EXERCISE PROMPT:
From the entries below, copy out all lines holding "shrub".

RECORDS FOR THE TASK:
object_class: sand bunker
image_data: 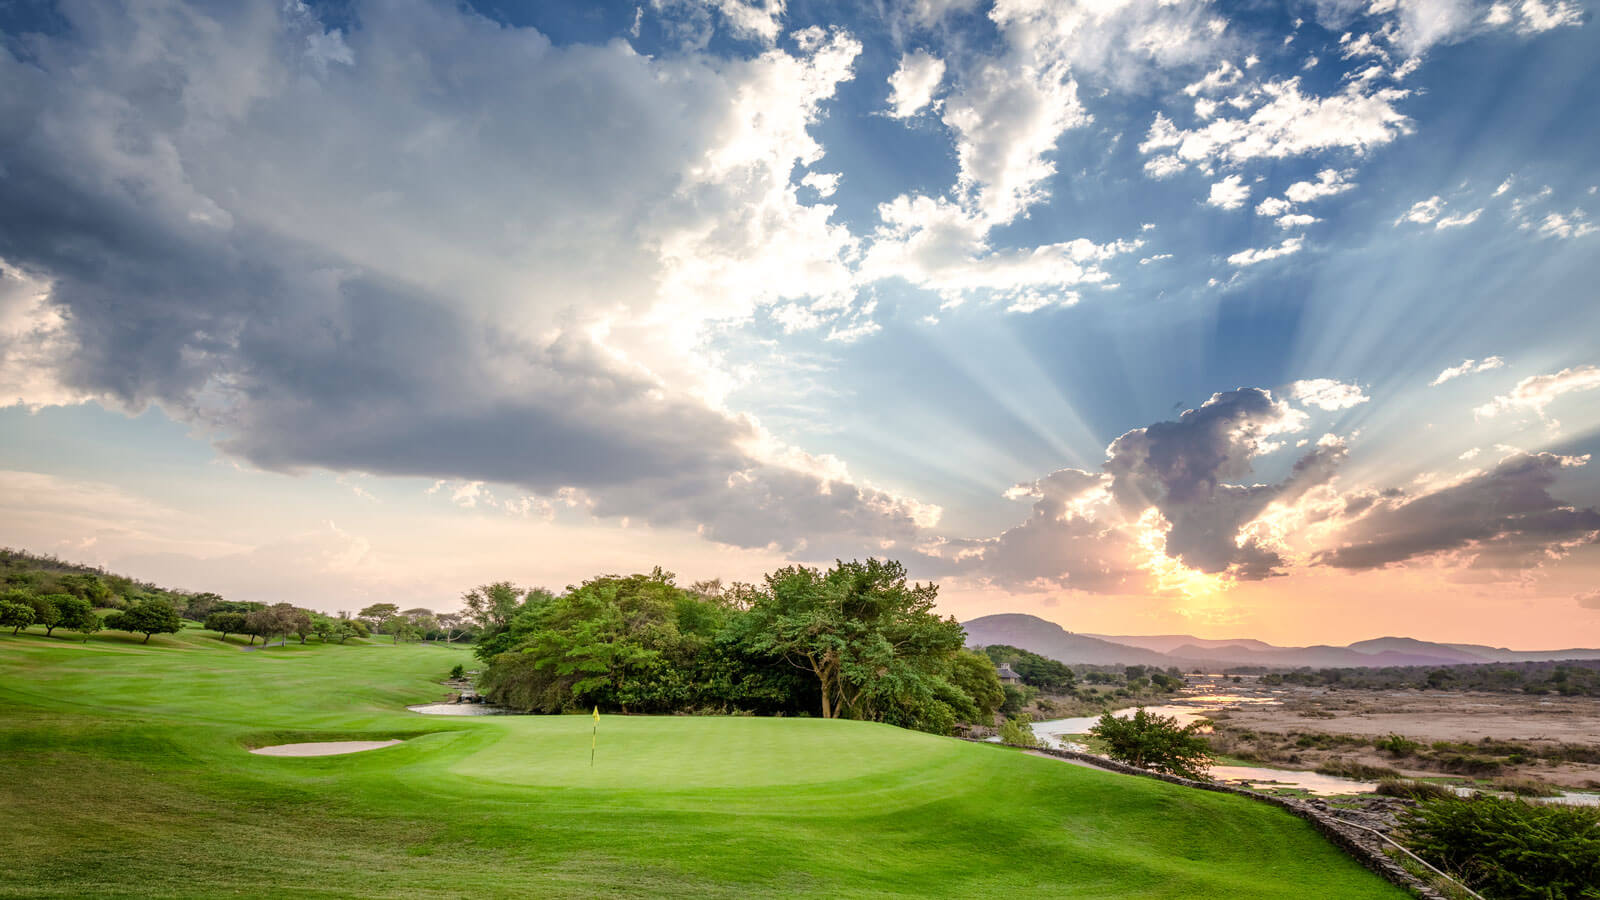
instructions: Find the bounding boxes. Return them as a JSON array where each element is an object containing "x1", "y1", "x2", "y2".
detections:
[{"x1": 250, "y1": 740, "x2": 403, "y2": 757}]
---
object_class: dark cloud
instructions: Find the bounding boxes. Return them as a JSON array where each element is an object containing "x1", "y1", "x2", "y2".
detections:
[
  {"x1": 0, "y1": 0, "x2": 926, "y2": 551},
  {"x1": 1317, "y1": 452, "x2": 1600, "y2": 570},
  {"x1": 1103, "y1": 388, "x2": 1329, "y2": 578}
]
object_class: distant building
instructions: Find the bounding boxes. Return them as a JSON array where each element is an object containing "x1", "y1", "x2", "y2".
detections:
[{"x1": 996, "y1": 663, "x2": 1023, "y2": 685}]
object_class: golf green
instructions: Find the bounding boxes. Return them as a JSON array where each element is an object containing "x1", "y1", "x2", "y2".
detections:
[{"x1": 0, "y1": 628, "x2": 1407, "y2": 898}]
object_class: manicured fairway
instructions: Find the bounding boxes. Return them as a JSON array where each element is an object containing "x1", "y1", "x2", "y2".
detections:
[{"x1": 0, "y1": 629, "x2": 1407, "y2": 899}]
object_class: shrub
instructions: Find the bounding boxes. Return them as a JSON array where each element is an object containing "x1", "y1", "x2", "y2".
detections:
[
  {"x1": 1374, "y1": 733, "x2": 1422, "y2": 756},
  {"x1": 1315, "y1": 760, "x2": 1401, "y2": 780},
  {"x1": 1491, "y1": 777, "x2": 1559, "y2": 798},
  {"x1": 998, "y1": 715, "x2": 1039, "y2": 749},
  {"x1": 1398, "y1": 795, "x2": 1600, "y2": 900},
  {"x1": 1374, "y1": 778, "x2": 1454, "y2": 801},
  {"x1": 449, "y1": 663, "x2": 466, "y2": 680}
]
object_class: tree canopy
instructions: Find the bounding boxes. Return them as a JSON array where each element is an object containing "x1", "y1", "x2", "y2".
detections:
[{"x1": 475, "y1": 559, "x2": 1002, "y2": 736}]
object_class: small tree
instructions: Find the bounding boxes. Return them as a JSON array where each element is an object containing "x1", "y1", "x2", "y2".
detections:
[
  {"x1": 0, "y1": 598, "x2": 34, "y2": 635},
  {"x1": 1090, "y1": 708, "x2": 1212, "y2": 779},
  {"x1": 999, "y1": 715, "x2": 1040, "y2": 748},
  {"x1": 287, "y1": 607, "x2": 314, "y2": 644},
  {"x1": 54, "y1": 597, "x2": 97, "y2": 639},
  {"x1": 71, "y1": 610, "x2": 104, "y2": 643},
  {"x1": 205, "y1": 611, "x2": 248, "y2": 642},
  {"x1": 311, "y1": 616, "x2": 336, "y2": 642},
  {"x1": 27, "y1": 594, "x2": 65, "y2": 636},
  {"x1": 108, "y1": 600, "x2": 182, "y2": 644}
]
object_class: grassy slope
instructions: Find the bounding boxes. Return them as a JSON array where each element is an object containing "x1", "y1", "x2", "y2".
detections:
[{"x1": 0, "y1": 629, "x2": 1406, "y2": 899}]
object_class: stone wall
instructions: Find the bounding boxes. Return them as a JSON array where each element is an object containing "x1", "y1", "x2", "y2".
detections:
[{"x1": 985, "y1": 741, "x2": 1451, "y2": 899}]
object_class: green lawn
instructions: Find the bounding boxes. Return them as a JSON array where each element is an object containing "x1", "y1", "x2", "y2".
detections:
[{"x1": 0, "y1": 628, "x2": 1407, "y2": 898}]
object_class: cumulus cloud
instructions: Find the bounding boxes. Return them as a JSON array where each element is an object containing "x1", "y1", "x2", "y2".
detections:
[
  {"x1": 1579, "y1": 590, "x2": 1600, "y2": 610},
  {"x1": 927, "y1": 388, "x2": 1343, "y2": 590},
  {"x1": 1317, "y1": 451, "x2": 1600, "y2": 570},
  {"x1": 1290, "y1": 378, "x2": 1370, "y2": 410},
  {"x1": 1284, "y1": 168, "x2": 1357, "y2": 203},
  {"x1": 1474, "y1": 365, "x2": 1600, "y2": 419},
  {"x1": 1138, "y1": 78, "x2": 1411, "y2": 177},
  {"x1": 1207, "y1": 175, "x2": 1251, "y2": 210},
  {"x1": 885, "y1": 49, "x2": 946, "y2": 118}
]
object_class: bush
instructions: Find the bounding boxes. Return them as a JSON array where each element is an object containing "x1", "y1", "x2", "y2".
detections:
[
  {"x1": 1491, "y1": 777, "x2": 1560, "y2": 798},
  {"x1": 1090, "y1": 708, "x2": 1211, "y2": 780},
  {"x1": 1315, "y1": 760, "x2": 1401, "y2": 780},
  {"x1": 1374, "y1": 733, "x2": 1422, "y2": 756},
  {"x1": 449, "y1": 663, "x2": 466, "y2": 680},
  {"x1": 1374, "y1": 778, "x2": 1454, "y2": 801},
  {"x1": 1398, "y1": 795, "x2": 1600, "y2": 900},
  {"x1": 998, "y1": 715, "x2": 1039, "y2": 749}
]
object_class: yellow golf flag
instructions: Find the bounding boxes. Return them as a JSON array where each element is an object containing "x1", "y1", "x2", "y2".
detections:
* * *
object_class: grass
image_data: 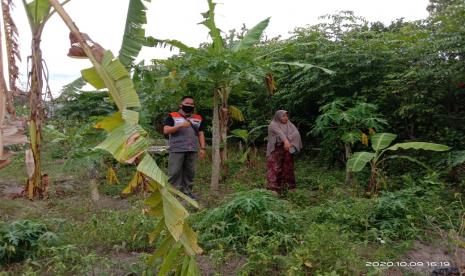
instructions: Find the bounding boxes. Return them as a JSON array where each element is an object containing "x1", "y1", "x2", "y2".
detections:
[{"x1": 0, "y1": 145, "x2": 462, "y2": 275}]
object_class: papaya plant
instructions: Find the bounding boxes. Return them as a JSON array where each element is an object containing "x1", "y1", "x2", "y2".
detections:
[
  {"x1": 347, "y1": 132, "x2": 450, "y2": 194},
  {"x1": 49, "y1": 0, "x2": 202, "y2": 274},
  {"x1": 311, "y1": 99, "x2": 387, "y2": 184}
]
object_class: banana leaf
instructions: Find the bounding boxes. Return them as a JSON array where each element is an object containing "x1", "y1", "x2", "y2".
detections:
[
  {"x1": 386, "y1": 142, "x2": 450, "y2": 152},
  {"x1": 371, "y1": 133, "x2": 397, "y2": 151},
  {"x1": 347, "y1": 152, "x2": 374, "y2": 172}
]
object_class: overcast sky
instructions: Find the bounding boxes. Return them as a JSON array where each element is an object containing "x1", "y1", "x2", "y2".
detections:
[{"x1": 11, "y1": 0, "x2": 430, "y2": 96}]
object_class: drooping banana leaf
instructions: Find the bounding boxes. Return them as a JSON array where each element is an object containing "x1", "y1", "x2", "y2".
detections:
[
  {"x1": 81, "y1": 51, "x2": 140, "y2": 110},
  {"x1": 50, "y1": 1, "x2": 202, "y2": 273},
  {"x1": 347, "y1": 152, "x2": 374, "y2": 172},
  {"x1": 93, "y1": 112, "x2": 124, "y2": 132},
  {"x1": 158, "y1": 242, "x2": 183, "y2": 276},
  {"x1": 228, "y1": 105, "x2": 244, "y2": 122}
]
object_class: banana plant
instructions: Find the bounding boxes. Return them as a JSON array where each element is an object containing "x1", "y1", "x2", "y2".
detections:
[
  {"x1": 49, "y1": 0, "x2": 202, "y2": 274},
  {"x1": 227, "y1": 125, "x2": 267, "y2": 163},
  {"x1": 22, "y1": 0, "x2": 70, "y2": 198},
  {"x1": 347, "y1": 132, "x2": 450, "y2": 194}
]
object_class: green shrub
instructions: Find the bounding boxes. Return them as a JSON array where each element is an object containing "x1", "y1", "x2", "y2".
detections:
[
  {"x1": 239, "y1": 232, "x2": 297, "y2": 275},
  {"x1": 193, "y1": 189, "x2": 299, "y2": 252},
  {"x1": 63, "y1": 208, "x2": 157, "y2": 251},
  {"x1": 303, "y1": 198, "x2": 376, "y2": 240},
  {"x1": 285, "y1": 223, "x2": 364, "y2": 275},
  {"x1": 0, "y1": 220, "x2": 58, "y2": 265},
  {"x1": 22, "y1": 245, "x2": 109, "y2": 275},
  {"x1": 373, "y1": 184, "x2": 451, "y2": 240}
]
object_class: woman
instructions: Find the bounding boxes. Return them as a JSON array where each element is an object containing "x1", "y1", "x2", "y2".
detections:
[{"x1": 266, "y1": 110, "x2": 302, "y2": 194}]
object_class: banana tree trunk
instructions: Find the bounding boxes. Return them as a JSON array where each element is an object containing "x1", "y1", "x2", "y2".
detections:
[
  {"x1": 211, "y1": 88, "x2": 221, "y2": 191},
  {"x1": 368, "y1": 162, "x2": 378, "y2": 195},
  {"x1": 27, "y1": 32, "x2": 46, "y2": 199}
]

WRITTEN RESPONSE:
object_class: shrub
object_class: green shrub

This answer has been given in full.